# [DATA FOR PROCESSING]
%%

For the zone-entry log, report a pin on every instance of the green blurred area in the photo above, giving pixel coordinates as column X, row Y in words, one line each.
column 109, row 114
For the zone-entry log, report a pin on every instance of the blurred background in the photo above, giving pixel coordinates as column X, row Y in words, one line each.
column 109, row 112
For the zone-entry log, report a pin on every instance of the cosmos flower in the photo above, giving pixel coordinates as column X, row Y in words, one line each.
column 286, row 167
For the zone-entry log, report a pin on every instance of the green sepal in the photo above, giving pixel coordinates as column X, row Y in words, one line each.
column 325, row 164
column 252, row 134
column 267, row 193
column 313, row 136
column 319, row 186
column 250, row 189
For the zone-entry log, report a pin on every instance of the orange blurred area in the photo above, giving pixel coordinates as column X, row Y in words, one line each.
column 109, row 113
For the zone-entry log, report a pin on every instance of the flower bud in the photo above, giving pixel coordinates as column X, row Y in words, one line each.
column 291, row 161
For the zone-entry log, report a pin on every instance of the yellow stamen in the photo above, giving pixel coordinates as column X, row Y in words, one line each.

%%
%%

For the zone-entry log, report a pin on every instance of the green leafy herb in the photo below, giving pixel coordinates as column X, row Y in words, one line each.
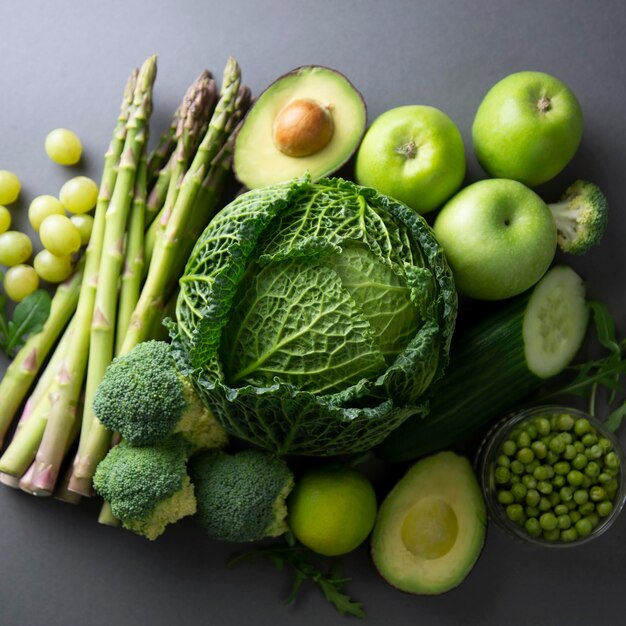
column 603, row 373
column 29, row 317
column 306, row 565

%%

# [AIM OF THE TASK]
Write out the lines from the one holding "of the blurred" through the one holding "column 109, row 112", inclusive, switching "background" to "backdrop" and changing nothing else.

# [SOLUTION FOR THIS PROBLEM]
For the zone-entry log, report a pin on every instance of the blurred backdrop in the photo above, giving pixel coordinates as column X, row Y in words, one line each.
column 109, row 112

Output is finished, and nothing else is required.